UK Government advisory group

The Disabled Persons Transport Advisory Committee (also known as "DPTAC") is an expert committee established by the Transport Act 1985, to provide advice to the government on the transport needs of disabled people.

Membership of the DPTAC is mostly, but not exclusively, disabled people.

==Work==
The DPTAC mainly came into prominence with the 1988 publication of the 'Recommended Specification for Buses Used to Operate Local Services' document, soon followed by the 'Recommended Specification for Low-Floor Buses' in 1997. These documents recommended that new or existing step-entrance and low-floor buses in the United Kingdom be fitted with internal accessibility aids, such as brightly-coloured handrails with large bell-pushes attached, widened entrance doors with minimal or no steps, and non-slip flooring throughout the bus. Throughout the 1990s, new buses such as the Optare Spectra, Plaxton Pointer and Wright Endurance were delivered to operators with 'DiPTAC' features, while some operators modified older buses to accommodate these features.

**Recorded data:**
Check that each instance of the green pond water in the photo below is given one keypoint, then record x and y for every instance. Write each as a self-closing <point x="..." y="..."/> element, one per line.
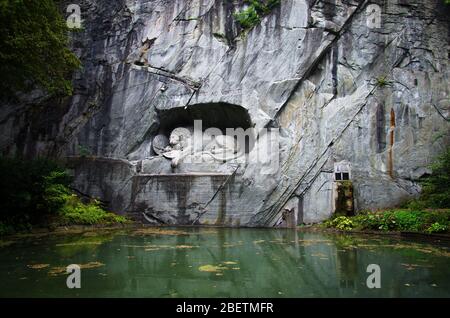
<point x="219" y="262"/>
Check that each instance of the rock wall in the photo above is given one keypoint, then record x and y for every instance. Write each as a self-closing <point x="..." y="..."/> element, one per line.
<point x="338" y="88"/>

**Apply what you read:**
1) Answer these questions using the text about the Disabled Persons Transport Advisory Committee:
(a) Which act established the committee?
(b) In what year was the 'Recommended Specification for Low-Floor Buses' published?
(c) Which three bus models are named as delivered to operators in the 1990s?
2) From the text about the Disabled Persons Transport Advisory Committee, print the part that opens with the words containing "Membership of the" and closes with "accommodate these features.".
3) In the text about the Disabled Persons Transport Advisory Committee, translate this sentence into French: "Membership of the DPTAC is mostly, but not exclusively, disabled people."
The lines come from a separate source.

**List of solutions:**
1)
(a) The Transport Act 1985
(b) 1997
(c) The Optare Spectra, the Plaxton Pointer and the Wright Endurance

2)
Membership of the DPTAC is mostly, but not exclusively, disabled people.

==Work==
The DPTAC mainly came into prominence with the 1988 publication of the 'Recommended Specification for Buses Used to Operate Local Services' document, soon followed by the 'Recommended Specification for Low-Floor Buses' in 1997. These documents recommended that new or existing step-entrance and low-floor buses in the United Kingdom be fitted with internal accessibility aids, such as brightly-coloured handrails with large bell-pushes attached, widened entrance doors with minimal or no steps, and non-slip flooring throughout the bus. Throughout the 1990s, new buses such as the Optare Spectra, Plaxton Pointer and Wright Endurance were delivered to operators with 'DiPTAC' features, while some operators modified older buses to accommodate these features.

3) Les membres du DPTAC sont pour la plupart, mais pas exclusivement, des personnes handicapées.